• Trecho do documento:
===============

Diante do risco da perda do patrimônio, antes do requerimento, com base no argumento de pesquisa do INRC em curso, a 6ª Superintendência Regional do IPHAN (IPHAN, 2002a, p. 114) encaminhou notificação à CESAN ressaltando a importância da matéria-prima no processo de identificação do ofício como PCI. Já no transcurso do Registro, em junho de 2001, o referido termo de permissão de uso fora assinado, depois de intensas negociações entre a APG e a CESAN. O Termo sopesa os direitos culturais das paneleiras, garantindo a continuidade do ofício com acesso ao barreiro, e os direitos sociais da população capixaba à saúde, com a construção, instalação e funcionamento da estação de tratamento de esgoto.

Para além da questão do barreiro, algo identificado no INRC, também presente nas preocupações das ações de salvaguarda pós-Registro, foi a crescente demanda pelas panelas e a valorização do ofício. A visibilidade criada pela reputação e notoriedade do saber-fazer e sua continuidade histórica, pelos litígios e a defesa dos direitos culturais das Paneleiras, e pelo Registro, alertou às detentoras para a necessidade de proteger seu saber de maneira coletiva. De início, o mecanismo do Registro do PCI se apresentou como solução, porém o processo de titulação encarregou-se de desmistificar suas interpretações sobre os efeitos do instrumento.

Assim, reforçando ideia advinda com a construção do Decreto nº 3.551/2000, o Parecer do Conselho Consultivo (IPHAN, 2002a p. 274), ao traçar seu histórico de formulação, trata a questão da propriedade intelectual coletiva como embaraço não resolvido. Segundo o parecerista (IPHAN, 2002a p. 275), trata-se de frente adiada de maneira declarada em função “da imbricação da matéria no horizonte jurídico-político mais amplo: o da regulação das novas frentes de direitos coletivos emergentes”, ainda que o IPHAN tivesse ciência das expectativas das paneleiras diante dos conflitos com o barreiro e o aumento da procura pelo mercado por suas panelas e, consequentemente, o crescente número de falsas atribuições a outros tipos de panela. Segundo o relator do Conselho, na fase decisória (IPHAN, 2002a p. 275):

O quarto embaraço se configurava no tocante às formas de articulação de uma eventual salvaguarda de práticas sociais ou ‘monumentos vivos’ com a lógica do mercado capitalista hegemônico nas sociedades modernas. particularmente sob a forma de direitos de ‘propriedade intelectual’ dotados de valor de troca. A matéria é lindeira aos novos direitos ao patrimônio genético e importa em decisões nacionais inextricáveis das condições internacionais em que vêm se estabelecendo – com grandes tensões –essas novas relações, não convencionais, entre mercado e propriedade.

===============

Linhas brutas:
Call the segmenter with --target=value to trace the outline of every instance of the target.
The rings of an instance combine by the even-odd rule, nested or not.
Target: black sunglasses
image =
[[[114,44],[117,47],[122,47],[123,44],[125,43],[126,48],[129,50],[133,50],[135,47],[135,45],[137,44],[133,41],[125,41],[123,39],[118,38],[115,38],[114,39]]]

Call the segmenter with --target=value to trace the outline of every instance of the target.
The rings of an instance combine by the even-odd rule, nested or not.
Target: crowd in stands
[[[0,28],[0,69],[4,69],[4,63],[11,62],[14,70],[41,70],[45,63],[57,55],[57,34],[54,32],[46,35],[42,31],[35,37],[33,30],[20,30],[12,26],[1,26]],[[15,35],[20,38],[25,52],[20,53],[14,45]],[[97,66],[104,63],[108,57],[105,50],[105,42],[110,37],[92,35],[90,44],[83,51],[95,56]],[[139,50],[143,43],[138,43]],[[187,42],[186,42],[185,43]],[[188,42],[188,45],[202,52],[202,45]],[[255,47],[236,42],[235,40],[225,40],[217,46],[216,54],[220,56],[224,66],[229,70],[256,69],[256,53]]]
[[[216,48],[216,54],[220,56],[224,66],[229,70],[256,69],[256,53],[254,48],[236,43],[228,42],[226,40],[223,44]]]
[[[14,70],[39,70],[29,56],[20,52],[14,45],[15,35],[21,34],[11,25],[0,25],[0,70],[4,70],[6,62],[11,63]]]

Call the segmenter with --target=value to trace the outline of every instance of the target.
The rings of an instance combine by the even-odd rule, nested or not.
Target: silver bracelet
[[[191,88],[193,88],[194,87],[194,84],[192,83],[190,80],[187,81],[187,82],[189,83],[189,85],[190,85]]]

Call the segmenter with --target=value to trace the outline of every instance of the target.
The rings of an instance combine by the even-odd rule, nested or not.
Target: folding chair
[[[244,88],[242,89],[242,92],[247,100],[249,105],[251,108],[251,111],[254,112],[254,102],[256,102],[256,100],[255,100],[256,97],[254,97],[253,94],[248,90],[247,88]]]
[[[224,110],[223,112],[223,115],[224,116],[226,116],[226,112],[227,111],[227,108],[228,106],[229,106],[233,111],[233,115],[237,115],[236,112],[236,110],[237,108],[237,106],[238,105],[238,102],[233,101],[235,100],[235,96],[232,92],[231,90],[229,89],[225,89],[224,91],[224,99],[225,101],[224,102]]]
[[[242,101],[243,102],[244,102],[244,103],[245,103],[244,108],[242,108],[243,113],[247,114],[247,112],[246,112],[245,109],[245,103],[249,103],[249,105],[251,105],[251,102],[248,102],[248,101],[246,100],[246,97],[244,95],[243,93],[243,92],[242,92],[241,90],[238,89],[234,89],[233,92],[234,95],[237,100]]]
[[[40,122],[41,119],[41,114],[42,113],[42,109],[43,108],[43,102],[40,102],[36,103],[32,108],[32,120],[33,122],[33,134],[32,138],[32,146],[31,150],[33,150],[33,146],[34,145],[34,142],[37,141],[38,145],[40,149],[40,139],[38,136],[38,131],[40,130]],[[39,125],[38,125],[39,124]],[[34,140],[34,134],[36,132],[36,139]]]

===============

• Tarefa:
Substitua "ofício" por "saber-fazer" ao reescrever o trecho sobre as paneleiras, começando em "Diante do risco" e seguindo até "tratamento de esgoto.".

• Resposta abaixo:
Diante do risco da perda do patrimônio, antes do requerimento, com base no argumento de pesquisa do INRC em curso, a 6ª Superintendência Regional do IPHAN (IPHAN, 2002a, p. 114) encaminhou notificação à CESAN ressaltando a importância da matéria-prima no processo de identificação do saber-fazer como PCI. Já no transcurso do Registro, em junho de 2001, o referido termo de permissão de uso fora assinado, depois de intensas negociações entre a APG e a CESAN. O Termo sopesa os direitos culturais das paneleiras, garantindo a continuidade do saber-fazer com acesso ao barreiro, e os direitos sociais da população capixaba à saúde, com a construção, instalação e funcionamento da estação de tratamento de esgoto.